◆ LIST OF TASKS
A. In the text about George Henry Bennett, in what year did his family emigrate to Australia?
B. Copy everything from "He managed the" down to "from August 1883." in the text about George Henry Bennett, changing "Victoria Sugar Co." to "Victoria Sugar Company".

◆ TEXT PROVIDED
George Henry Bennett (18508 September 1908) was a brewer and a politician.

Bennett was born in Buckie, Banffshire, Scotland. His family emigrated to Australia in 1855.

He managed the Victoria Sugar Co. and later, with a partner, owned Excelsior Brewery, a porterbrewing business. Excelsior Brewery operated in Collingwood and Richmond. As larger brewers took over the local market, Excelsior moved to manufacturing aerated waters and cordials at Richmond. He took over sole control of the company from August 1883.

In 1880 Bennett was elected to the Richmond town council and, in turn, was elected Mayor in 1886. As Mayor he was also elected as the second President of the fledgling Richmond Football Club, commencing with the 1887 season.  He held this post for the next twenty-two years until his death.  During his tenure the club won its first two Victorian Football Association premierships and gained admittance to the more powerful Victorian Football League.

◆ PROVIDED MATERIAL
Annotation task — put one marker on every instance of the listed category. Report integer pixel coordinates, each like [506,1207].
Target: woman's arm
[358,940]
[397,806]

◆ ANSWERS IN ORDER
A. 1855

B.
He managed the Victoria Sugar Company and later, with a partner, owned Excelsior Brewery, a porterbrewing business. Excelsior Brewery operated in Collingwood and Richmond. As larger brewers took over the local market, Excelsior moved to manufacturing aerated waters and cordials at Richmond. He took over sole control of the company from August 1883.